Will you transcribe the entries that follow, exactly and in full?
--------
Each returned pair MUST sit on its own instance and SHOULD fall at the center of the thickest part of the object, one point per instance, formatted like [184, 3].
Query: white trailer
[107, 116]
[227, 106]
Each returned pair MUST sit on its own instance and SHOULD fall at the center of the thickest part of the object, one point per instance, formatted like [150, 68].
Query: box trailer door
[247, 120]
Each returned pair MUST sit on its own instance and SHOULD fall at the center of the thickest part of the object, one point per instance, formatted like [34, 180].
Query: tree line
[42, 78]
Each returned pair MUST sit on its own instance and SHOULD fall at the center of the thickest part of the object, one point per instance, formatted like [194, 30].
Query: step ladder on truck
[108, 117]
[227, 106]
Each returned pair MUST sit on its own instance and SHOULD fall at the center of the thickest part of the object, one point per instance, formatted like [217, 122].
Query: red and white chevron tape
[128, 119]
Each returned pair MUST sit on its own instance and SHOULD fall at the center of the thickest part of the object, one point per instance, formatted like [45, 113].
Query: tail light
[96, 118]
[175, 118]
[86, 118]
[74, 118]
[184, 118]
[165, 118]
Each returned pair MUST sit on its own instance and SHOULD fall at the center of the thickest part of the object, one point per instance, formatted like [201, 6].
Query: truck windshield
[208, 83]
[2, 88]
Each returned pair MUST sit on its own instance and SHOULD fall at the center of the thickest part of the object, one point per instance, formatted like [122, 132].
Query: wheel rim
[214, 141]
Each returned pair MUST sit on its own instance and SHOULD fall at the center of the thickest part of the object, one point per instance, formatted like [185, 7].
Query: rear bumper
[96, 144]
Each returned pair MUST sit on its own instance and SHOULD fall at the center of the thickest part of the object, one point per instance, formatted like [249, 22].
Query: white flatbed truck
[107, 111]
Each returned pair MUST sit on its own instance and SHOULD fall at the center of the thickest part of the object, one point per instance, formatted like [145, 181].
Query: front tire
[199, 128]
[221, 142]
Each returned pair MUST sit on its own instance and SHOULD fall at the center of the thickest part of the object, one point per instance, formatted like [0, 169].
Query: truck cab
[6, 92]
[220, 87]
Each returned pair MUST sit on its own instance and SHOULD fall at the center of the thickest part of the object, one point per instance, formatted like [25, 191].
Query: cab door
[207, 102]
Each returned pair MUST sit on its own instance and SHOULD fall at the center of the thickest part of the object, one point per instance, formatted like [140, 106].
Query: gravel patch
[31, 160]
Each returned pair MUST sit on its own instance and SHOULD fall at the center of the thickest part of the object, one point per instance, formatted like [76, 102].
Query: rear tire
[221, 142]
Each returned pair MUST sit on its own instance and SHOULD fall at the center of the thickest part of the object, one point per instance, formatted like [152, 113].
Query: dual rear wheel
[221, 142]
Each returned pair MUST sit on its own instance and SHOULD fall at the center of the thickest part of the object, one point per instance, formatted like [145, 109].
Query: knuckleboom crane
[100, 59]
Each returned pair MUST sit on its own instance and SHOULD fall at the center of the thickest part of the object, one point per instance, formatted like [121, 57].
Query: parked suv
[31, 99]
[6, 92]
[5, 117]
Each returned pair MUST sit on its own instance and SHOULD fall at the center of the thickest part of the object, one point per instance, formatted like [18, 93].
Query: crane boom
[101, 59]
--------
#### [SOLUTION FOR THIS EXERCISE]
Each returned pair MUST sit on its own instance and SHOULD fall at the center of the thickest part of the object, one point per instance, formatted like [184, 3].
Query: white trailer
[107, 116]
[227, 106]
Each returned pair MUST sit on its own instance and SHOULD fall at the center of the thickest part of the object, one point per instance, formatted like [150, 68].
Query: box trailer door
[247, 120]
Each returned pair MUST sit on its own instance and SHOULD fall at the center of the thickest part of the object, one point per instance, formatted like [34, 180].
Query: tree line
[42, 78]
Each returned pair MUST sit on its own instance and SHOULD fall at the center of the thickest part of the object, one point per instance, formatted like [194, 30].
Query: step ladder on truck
[108, 117]
[227, 106]
Each returned pair MUST sit on its own instance and SHOULD fall at the center of the thickest part of the object, one point per instance, formatted like [217, 122].
Query: red and white chevron tape
[128, 119]
Each returned pair MUST sit on its own instance and SHOULD fall at the center of the thickest part of the object, one point per instance, formatted like [45, 113].
Query: tail light
[96, 118]
[175, 118]
[86, 118]
[74, 118]
[184, 118]
[165, 118]
Each returned pair MUST sit on its own instance and SHOULD fall at the center of the thickest part of the object, one point per instance, formatted like [201, 6].
Query: truck windshield
[208, 83]
[2, 88]
Each returned pair MUST sit on its own instance and SHOULD fall at the center of the thickest part of the object, one point per instance, formatted like [122, 132].
Query: wheel rim
[214, 141]
Each returned pair MUST sit on its own instance and SHOULD fall at the center of the thickest part of the object, one point per instance, formatted like [185, 7].
Query: rear bumper
[96, 144]
Each returned pair MUST sit on its own instance and SHOULD fall at the center of the thickest part of the object, one point per instance, formatted like [249, 22].
Query: white flatbed truck
[107, 111]
Each returned pair MUST sit on its own instance and SHOULD fall at the center of the thickest part of the object, one point per instance, formatted like [145, 181].
Query: front tire
[199, 128]
[221, 142]
Each returned pair MUST sit on its own instance and SHOULD fall at the center of the thickest part of the object, one point per instance, formatted like [0, 169].
Query: truck cab
[6, 92]
[220, 87]
Each returned pair MUST sit on its own instance and SHOULD fall at the center of the thickest part of the object, one point per instance, formatted like [25, 191].
Query: cab door
[207, 102]
Each returned pair MUST sit on its own instance and SHOULD fall at the center of the thickest part of the object, one point per instance, formatted like [140, 106].
Query: gravel patch
[31, 160]
Each returned pair MUST sit on its own instance and SHOULD fall at the center of the thickest part of the object, one point per instance, formatted like [76, 102].
Query: rear tire
[221, 142]
Each returned pair MUST sit on its own instance and SHOULD fall at the center of the thickest part of the object, one point per instance, formatted like [152, 113].
Query: dual rear wheel
[221, 142]
Each returned pair MUST sit on its own instance and SHOULD fall at the center of the thickest part of the object, one point per instance, formatted like [145, 109].
Query: knuckleboom crane
[100, 59]
Each returned pair MUST sit on its own instance and SHOULD fall at the center of the thickest part of the object, one point per instance, formatted like [121, 57].
Query: parked suv
[31, 99]
[6, 92]
[5, 117]
Each returned pair MUST sit on its own instance and SHOULD fall at the center of the thickest part of the object, one point per instance, formatted like [18, 93].
Query: crane boom
[101, 59]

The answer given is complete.